### [TAREAS POR HACER]
1) Copia de la columna el fragmento que empieza con "In memoriam: Falleció" y sigue hasta "vamos a extrañar.".
2) Según la columna, ¿de qué universidad era física Dora Deyanira Bernal Nieto?
3) Enumera todo lo que, según la columna, había en el barrio de la infancia de clase media de quien escribe.

### [TEXTO DADO]
Esa sociedad armónica es la que señalan las dos personas que cité al comienzo de esta columna. De un lado, aquella sociedad que se siente amenazada por una reforma que para su visión tecnocrática y legalista del mundo “amenaza” a la gran ciudad, y una sociedad que no está compuesta por buses, mingas, aprendices técnicos —no profesionales—, y demás sujetos sociales que no cuentan con las condiciones de ese anhelo de ser una clase media supuestamente apolítica, ese amortiguador soñado entre los ricos y los pobres; aquellos que no le hacemos mal a nadie, que somos un proyecto soñado por el mundo que iba a garantizar las democracias pero que se convirtió en el refugio del pánico político y moral de la sociedad.

La promesa de las clases medias que hoy se sienten en un imposible lugar que queda entre las oligarquías y el populismo, es abandonar la política y abrazar la presunta técnica, como si el Estado y la democracia fueran un concurso de méritos y no una disputa por el poder, las ideas y la creación de unas mejores condiciones de vida para los habitantes de una nación. Seguir soñando con Bogotá y las amenazas a los conjuntos privados, a una seguridad frágil, a unos equilibrios que dependen de la obediencia y no a la discusión pausada, con unos sujetos sociales que no tienen nada que ver con nada de lo que pase, pues presumiblemente estamos —o están— más allá del bien y del mal, por haber sido críticos en el pasado, como lo son ahora, es abandonar la posibilidad definitiva de hacer un acuerdo nacional con quienes, por fin, han encontrado, a veces a fuerza de movilizarse, viajar días en chivas, sonreír sin dientes en la plaza de Bolívar; aquellos y aquellas como los únicos afrocolombianos que perviven en la memoria de mi infancia de clase media, en ese barrio de manzanas y renoles y niños bañados y peinados a las siete de la mañana y música disco y breakdance y bicicletas Mongoose; esas palenqueras que huían del despojo de sus barrios y de sus casas y, aún ataviadas con sus vestidos coloridos y sus palanganas sobre sus cabezas, gritaban en las tardes:

—Cocaaaadaaas, cocaaadaas.

In memoriam: Falleció en Bogotá, el pasado domingo 14 de junio, Dora Deyanira Bernal Nieto, física de la Universidad Nacional de Colombia. Una profesional de alto nivel que defendió, internacionalizó y dignificó la universidad pública en Colombia. Sus nietas e hijos han perdido a una gran mujer. Sus estudiantes a una mente brillante. Sus colegas a una profesional intachable. Mis sentimientos están con ellos. Y con su compañero de vida, Roberto Burgos Cantor, con quien se irá a la sombra de la ceiba de nuestra memoria. Gracias, Dorita: te vamos a extrañar.

### [FILAS MOSTRADAS]

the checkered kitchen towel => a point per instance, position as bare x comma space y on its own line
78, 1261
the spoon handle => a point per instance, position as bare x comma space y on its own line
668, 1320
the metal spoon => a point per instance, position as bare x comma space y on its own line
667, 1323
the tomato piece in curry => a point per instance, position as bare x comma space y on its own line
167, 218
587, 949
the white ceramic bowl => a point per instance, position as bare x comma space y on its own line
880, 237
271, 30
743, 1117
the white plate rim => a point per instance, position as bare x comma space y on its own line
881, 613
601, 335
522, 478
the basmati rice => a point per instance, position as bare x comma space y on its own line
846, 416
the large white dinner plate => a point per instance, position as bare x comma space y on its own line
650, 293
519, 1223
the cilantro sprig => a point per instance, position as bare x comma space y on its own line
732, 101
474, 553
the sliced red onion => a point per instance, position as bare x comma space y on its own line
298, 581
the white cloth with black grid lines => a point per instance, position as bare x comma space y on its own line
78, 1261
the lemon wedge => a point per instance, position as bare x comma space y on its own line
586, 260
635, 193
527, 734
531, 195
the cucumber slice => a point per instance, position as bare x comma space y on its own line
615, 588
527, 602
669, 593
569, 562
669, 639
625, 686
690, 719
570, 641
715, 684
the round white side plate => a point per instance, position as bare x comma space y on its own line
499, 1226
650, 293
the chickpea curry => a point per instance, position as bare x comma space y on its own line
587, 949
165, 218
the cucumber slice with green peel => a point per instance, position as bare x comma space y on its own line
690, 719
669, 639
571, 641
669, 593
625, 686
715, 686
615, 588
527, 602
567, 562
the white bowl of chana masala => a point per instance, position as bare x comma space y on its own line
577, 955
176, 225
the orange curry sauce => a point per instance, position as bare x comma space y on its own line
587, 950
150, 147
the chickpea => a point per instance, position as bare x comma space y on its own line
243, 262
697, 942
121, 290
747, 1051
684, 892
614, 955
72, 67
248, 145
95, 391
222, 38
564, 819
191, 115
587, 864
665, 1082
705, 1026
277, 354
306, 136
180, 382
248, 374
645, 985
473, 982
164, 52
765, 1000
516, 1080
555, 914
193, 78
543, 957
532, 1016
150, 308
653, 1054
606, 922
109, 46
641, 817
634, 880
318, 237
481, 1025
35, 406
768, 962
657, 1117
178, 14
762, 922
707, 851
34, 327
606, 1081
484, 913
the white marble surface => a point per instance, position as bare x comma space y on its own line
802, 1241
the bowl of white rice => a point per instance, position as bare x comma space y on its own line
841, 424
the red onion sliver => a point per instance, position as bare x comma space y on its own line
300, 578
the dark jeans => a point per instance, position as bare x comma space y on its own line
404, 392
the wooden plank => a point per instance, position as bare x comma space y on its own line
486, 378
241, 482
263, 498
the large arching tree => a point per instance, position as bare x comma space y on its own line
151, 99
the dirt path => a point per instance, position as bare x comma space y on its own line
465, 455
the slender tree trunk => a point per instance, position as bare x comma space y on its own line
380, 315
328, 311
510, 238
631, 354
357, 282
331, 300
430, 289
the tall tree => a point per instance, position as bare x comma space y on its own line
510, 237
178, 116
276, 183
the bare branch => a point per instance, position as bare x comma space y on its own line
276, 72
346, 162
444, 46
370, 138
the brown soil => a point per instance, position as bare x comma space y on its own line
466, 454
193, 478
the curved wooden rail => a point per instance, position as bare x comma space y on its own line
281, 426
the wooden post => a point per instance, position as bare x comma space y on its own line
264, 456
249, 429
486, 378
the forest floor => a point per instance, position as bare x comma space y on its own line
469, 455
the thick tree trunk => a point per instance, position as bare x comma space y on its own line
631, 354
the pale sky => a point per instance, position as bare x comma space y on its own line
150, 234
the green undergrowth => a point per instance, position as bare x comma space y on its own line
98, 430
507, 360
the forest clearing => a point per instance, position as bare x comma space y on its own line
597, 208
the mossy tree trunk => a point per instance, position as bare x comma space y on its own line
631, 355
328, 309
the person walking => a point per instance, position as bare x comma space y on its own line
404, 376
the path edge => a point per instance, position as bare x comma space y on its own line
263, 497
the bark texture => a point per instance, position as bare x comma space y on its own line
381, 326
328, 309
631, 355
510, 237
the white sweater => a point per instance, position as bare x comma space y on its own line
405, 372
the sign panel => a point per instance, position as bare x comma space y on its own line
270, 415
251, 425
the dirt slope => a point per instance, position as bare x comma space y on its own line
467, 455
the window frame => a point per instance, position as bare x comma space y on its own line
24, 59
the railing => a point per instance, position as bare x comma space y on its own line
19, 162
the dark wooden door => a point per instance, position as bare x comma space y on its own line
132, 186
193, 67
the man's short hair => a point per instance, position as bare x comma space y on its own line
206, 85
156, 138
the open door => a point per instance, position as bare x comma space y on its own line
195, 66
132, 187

### [RESULTADOS]
1)
In memoriam: Falleció en Bogotá, el pasado domingo 14 de junio, Dora Deyanira Bernal Nieto, física de la Universidad Nacional de Colombia. Una profesional de alto nivel que defendió, internacionalizó y dignificó la universidad pública en Colombia. Sus nietas e hijos han perdido a una gran mujer. Sus estudiantes a una mente brillante. Sus colegas a una profesional intachable. Mis sentimientos están con ellos. Y con su compañero de vida, Roberto Burgos Cantor, con quien se irá a la sombra de la ceiba de nuestra memoria. Gracias, Dorita: te vamos a extrañar.

2) De la Universidad Nacional de Colombia.

3)
- manzanas
- renoles
- niños bañados y peinados a las siete de la mañana
- música disco
- breakdance
- bicicletas Mongoose